◆ DESCRIPTION OF THE TASK
Scale the records starting with the line that contains "of the seine" and going on through the line that contains "(689, 1048)", and write out only those lines again, requests included. Multiply each point coordinate in the answers by 0.7 and round to whole numbers (halves up), leaving the requests and their sample coordinates unchanged.

◆ INFORMATION SHOWN
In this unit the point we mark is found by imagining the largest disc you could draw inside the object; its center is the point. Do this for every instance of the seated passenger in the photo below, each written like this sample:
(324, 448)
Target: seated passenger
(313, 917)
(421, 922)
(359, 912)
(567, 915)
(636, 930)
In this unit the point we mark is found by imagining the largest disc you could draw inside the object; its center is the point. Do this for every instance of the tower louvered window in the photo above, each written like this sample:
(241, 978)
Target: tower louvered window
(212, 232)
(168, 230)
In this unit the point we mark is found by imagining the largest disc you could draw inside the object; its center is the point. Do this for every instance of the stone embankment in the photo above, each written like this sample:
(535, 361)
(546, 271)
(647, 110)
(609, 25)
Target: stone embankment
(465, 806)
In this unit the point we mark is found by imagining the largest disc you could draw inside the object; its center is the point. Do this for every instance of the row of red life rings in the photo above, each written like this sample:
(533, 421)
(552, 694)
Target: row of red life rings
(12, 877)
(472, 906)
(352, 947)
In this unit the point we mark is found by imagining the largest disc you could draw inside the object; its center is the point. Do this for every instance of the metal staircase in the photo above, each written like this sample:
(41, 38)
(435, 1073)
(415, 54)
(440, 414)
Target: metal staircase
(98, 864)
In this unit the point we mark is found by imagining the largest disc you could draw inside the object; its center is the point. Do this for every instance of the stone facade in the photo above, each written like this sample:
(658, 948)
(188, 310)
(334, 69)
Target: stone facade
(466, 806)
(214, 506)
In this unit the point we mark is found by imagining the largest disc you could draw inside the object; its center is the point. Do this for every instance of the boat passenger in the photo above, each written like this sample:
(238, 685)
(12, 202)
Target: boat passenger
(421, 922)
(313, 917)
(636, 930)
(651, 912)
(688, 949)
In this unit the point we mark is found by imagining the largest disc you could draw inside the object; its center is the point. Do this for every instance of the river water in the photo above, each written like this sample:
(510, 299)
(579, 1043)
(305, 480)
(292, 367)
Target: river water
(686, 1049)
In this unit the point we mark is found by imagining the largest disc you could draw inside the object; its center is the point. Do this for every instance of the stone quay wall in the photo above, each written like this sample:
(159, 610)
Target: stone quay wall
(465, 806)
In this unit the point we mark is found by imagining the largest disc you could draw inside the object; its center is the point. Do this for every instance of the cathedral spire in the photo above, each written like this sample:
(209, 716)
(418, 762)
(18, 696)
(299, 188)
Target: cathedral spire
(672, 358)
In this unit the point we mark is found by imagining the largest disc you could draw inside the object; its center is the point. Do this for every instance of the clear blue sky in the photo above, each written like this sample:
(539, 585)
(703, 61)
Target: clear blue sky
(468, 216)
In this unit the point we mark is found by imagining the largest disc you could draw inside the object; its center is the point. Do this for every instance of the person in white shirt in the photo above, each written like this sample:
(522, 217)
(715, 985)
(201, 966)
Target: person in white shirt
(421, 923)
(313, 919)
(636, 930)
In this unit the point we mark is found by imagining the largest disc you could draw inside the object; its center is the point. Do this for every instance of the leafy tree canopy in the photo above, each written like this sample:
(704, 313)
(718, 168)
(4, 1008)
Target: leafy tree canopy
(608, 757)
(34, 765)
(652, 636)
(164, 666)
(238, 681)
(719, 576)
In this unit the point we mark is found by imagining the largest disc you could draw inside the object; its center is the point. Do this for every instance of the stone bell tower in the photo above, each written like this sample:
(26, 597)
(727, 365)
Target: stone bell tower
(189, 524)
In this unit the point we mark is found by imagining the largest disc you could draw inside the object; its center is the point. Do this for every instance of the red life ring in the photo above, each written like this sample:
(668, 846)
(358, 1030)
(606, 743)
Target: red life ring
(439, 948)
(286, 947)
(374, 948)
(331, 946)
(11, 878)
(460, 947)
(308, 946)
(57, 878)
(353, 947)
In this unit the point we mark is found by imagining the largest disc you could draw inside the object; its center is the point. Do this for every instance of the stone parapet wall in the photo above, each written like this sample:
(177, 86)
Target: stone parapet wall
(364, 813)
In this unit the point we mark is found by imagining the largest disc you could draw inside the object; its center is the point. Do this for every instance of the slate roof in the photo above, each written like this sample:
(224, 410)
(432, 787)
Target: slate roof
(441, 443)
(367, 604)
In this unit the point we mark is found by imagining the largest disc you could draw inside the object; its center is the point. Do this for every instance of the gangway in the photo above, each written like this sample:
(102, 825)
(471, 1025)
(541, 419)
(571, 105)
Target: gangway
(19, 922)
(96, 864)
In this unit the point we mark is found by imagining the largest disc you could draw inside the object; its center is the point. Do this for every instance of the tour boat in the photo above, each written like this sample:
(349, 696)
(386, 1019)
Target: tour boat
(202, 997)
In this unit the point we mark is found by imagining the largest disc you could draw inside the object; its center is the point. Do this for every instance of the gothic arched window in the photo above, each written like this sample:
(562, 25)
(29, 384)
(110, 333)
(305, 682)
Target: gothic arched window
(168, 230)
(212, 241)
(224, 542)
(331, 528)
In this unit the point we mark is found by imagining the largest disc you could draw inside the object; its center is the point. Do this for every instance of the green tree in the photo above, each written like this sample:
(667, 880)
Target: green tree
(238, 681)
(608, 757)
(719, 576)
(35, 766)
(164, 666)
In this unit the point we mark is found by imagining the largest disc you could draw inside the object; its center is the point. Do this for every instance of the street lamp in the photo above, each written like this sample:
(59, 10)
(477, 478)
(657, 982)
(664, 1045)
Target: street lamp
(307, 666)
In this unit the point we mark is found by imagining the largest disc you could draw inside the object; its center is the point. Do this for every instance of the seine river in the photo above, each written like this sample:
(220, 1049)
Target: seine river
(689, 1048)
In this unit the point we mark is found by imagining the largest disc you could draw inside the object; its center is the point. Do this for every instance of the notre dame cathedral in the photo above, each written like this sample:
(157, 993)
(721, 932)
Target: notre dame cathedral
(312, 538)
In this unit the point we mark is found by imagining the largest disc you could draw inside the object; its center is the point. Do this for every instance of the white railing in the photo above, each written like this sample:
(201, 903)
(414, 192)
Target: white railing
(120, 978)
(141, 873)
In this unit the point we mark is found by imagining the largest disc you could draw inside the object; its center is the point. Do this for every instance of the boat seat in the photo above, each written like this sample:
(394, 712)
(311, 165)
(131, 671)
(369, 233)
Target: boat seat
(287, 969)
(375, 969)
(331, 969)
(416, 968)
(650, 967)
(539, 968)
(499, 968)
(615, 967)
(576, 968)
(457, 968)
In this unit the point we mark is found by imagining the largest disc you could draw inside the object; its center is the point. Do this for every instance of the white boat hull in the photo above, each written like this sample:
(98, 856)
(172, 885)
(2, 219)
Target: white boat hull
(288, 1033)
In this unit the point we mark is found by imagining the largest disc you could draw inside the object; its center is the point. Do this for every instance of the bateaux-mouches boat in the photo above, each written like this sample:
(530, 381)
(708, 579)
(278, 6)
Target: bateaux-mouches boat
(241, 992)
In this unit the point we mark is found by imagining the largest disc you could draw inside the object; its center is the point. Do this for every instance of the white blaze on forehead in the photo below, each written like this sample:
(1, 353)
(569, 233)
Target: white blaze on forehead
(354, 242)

...

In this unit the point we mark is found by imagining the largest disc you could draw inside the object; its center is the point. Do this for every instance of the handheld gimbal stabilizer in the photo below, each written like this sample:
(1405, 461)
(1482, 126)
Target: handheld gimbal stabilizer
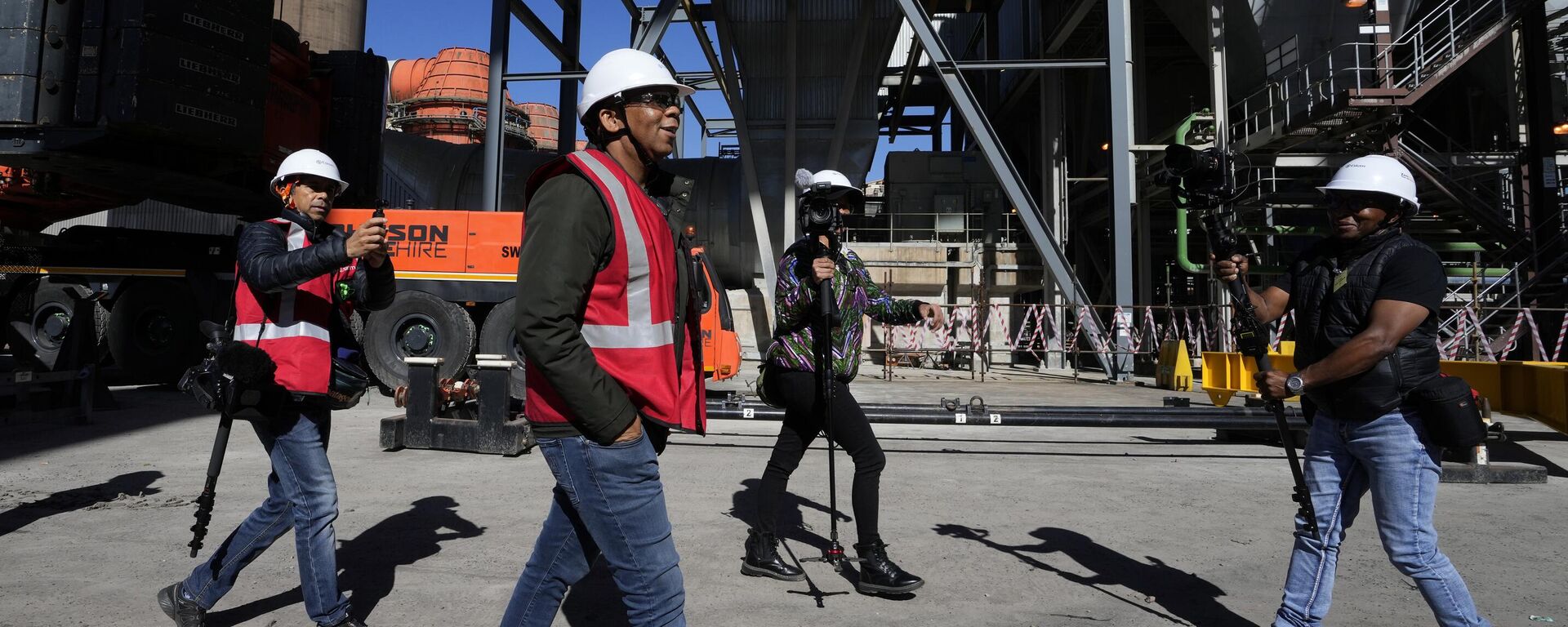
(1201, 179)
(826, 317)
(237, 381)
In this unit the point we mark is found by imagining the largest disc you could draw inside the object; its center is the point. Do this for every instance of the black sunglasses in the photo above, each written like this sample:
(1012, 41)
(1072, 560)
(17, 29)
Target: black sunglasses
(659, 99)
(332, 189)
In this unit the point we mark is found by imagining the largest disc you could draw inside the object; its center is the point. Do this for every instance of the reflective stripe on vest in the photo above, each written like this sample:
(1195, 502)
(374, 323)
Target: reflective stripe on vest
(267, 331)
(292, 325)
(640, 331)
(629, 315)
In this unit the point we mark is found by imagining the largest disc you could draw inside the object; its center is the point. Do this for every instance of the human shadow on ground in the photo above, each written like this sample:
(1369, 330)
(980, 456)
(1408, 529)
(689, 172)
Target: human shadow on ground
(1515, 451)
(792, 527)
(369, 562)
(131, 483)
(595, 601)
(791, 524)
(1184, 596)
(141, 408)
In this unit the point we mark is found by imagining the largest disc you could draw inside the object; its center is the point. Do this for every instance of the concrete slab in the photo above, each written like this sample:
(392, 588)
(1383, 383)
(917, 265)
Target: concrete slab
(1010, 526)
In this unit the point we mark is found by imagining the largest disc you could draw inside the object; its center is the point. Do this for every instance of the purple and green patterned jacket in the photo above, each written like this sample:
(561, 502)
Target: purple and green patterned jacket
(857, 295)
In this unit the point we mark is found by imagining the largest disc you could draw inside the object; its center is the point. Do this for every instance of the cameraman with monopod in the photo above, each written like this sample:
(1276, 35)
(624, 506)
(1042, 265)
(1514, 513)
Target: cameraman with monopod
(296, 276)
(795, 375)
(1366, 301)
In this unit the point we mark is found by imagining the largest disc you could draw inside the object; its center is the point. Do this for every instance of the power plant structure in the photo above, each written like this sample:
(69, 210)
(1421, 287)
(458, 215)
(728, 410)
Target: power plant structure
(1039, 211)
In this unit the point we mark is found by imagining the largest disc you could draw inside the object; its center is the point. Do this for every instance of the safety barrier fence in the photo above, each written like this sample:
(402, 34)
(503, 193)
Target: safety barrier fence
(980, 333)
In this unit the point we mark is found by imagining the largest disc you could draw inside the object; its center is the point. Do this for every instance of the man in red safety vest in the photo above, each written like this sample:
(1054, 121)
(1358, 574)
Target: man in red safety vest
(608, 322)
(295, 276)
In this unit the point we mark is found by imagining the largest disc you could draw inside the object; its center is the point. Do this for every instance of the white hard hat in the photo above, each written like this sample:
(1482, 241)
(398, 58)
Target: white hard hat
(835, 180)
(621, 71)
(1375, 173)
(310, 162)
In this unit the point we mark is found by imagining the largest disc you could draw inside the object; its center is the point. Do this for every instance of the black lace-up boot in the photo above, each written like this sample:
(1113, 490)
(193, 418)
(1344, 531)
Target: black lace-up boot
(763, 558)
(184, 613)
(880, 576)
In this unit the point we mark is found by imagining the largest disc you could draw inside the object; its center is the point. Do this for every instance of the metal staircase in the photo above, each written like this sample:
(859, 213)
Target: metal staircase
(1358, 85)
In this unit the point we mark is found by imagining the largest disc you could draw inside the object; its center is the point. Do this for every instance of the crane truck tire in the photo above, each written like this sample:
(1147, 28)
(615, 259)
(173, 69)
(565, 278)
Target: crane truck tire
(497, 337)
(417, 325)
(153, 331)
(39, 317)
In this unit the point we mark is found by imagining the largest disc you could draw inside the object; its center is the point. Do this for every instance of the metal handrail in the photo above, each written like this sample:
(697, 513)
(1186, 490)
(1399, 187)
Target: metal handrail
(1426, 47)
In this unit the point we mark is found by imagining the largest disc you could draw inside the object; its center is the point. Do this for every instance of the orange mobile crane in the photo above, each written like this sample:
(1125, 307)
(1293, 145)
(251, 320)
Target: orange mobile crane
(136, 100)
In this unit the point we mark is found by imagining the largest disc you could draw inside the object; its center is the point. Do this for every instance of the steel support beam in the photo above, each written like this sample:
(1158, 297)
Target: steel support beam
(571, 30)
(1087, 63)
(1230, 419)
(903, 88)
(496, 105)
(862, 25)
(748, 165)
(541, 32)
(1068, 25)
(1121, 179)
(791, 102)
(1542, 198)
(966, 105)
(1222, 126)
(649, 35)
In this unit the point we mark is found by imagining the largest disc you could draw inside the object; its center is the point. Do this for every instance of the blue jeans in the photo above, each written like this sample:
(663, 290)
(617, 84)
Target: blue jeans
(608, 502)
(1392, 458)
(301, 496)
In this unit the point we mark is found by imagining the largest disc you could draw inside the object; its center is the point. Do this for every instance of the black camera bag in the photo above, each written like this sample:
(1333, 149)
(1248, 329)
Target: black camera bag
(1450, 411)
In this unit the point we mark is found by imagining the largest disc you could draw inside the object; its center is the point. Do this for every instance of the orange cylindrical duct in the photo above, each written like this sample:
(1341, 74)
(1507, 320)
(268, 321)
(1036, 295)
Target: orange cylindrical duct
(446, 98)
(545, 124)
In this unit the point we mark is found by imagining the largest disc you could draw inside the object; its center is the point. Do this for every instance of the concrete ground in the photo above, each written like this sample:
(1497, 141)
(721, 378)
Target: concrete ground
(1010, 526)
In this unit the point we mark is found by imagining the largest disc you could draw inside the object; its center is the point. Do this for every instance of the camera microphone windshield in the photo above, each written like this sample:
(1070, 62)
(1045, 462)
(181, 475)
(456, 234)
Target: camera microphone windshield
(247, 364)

◆ WRITTEN SOLUTION
In this unit the point we mark is found by imagining the largest disc you could draw inside the object; its center is the point. Do this for every instance of the seine river in the photo above, each written like this sample:
(220, 1049)
Target: seine river
(482, 734)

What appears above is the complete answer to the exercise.